## ACTIVITIES
1. Using the article below on specialty care for safety-net patients, decide whether each statement agrees with it. Answer yes or no and quote the words that settle it.
(a) Katz says there are 2 million uninsured people within county lines.
(b) Federally-qualified health centers provide specialty care.
(c) Specialists in general earn about the same as primary care physicians.
2. In the article below on specialty care for safety-net patients, what does eConsult let primary- and specialty-care doctors working with the same patient do?
3. List every field of medicine that Katz names as an example of specialty care in the article below on safety-net patients.

## SELECTED EXTRACT
───

A lot of visits safety net patients make to specialists' offices are unnecessary, says the director of L.A. County's Department of Health Services. (Alex Proimos/Flickr Creative Commons)
Providing primary care to those in the safety net is no easy task – and it just gets more difficult when it comes to specialty care.
Dr. Mitchell Katz, the director of the Los Angeles Department of Health Services, says there are 2 million uninsured within county lines, and many of them "rely on the public sector system."
"There is really no capacity for that level of uninsured people to receive specialty care," said Katz, referring to fields of medicine like neurology, cardiology, endocrinology – the list goes on. "There's better capacity in primary care because the federal government has supported federally-qualified health centers, [which] are able to provide primary care but not specialty care."
And, added Katz, because specialists in general earn two to three times the salary of a primary care physician, the same amount of money provides quantifiably less specialty care.
A recent study which looked to pinpoint the best way for clinics to provide specialty care to underserved populations found that most safety net systems rely on the "tin cup" method, in which specialists donate their services. But researchers found that an "integrated system" in which clinics integrate with local government health systems or safety net hospitals – is the most efficient way to provide this kind of care to this particular demographic.
That's precisely the kind of system Katz is moving toward with eConsult, an electronic interface which allows primary- and specialty-care doctors working with the same patient to not only see a common set of information about that patient, but to add to it whenever necessary.

───

## MATERIAL PROVIDED
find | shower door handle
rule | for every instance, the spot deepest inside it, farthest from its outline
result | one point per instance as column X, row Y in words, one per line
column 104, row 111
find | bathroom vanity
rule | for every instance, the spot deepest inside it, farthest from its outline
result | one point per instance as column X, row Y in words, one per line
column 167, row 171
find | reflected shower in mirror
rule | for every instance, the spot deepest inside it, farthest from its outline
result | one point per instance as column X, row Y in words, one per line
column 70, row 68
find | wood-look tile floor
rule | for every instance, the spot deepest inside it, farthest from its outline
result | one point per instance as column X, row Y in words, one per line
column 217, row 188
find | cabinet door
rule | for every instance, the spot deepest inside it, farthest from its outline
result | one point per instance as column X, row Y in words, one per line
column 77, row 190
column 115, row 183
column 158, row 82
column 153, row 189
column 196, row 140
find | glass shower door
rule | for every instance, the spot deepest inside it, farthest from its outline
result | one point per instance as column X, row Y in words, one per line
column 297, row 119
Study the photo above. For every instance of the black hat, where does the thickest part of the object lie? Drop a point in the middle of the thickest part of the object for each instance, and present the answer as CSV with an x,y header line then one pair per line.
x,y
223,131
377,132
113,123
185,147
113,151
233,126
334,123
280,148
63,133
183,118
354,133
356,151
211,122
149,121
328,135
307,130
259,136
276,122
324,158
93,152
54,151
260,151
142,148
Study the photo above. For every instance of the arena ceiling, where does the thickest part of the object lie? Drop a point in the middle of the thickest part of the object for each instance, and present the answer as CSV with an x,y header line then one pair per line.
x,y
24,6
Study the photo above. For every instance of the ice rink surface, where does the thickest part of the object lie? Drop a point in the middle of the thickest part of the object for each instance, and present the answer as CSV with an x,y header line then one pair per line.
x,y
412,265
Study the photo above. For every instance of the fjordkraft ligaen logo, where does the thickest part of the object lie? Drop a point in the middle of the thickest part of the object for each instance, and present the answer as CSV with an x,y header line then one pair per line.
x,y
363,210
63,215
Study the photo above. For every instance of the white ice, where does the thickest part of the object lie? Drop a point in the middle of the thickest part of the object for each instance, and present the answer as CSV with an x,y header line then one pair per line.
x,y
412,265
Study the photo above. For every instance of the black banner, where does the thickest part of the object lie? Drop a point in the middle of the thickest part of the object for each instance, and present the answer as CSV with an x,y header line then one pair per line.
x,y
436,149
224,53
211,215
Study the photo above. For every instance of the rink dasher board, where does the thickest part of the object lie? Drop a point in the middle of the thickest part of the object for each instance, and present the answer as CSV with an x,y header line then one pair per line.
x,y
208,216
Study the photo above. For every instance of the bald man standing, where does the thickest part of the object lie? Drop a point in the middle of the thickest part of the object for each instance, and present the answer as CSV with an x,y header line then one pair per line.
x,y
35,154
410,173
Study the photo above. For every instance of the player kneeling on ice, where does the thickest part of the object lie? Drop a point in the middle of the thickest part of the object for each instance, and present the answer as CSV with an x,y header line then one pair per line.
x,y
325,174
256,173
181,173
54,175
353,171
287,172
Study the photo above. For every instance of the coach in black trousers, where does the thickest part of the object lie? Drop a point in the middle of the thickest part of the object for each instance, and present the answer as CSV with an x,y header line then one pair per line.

───

## REPLIES
1.
(a) Yes: "there are 2 million uninsured within county lines"
(b) No: "are able to provide primary care but not specialty care"
(c) No: "specialists in general earn two to three times the salary of a primary care physician"

2. It lets them see a common set of information about that patient and add to it whenever necessary.

3. neurology, cardiology, endocrinology